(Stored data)
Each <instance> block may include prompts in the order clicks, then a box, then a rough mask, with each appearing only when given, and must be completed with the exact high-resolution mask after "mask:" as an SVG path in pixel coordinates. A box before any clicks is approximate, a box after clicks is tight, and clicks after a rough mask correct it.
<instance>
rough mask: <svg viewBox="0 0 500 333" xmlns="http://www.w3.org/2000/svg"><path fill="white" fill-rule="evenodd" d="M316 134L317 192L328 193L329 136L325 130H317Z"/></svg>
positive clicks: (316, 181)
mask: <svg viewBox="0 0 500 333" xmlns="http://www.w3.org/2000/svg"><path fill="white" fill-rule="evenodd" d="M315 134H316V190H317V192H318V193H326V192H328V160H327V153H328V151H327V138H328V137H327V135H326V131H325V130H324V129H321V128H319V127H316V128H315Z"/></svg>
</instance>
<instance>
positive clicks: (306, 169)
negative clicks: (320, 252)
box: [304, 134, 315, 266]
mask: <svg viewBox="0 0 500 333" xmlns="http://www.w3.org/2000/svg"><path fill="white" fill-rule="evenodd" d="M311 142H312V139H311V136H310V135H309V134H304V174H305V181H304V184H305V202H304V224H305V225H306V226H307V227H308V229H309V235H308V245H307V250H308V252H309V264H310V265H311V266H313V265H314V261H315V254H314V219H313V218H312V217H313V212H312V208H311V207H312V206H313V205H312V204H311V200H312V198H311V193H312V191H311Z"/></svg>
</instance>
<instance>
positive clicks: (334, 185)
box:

Exercise requirements :: Reprint the entries above in full, exactly as they are.

Exercise result ::
Each <instance> block may include prompts in the order clicks, then a box, then a rough mask, with each appearing only when given, and must be completed with the exact high-resolution mask after "mask:" as an SVG path in pixel coordinates. A box before any clicks is approximate, a box after clicks is tight, and clicks after a rough mask correct it.
<instance>
rough mask: <svg viewBox="0 0 500 333" xmlns="http://www.w3.org/2000/svg"><path fill="white" fill-rule="evenodd" d="M316 134L317 192L328 193L329 136L325 130H317Z"/></svg>
positive clicks: (316, 181)
mask: <svg viewBox="0 0 500 333" xmlns="http://www.w3.org/2000/svg"><path fill="white" fill-rule="evenodd" d="M315 134H316V190H317V192H318V193H326V192H328V160H327V153H328V151H327V138H328V137H327V135H326V131H325V130H324V129H321V128H319V127H316V128H315Z"/></svg>
</instance>
<instance>
positive clicks: (306, 169)
negative clicks: (320, 252)
box: [304, 134, 315, 266]
mask: <svg viewBox="0 0 500 333" xmlns="http://www.w3.org/2000/svg"><path fill="white" fill-rule="evenodd" d="M311 142H312V139H311V136H310V135H309V134H304V174H305V181H304V184H305V202H304V224H305V225H306V226H307V227H308V229H309V235H308V245H307V250H308V252H309V264H310V265H311V266H313V265H314V261H315V254H314V219H313V218H312V217H313V212H312V208H311V207H312V206H313V205H312V204H311V200H312V198H311V193H312V191H311Z"/></svg>
</instance>
<instance>
positive clicks: (334, 185)
box:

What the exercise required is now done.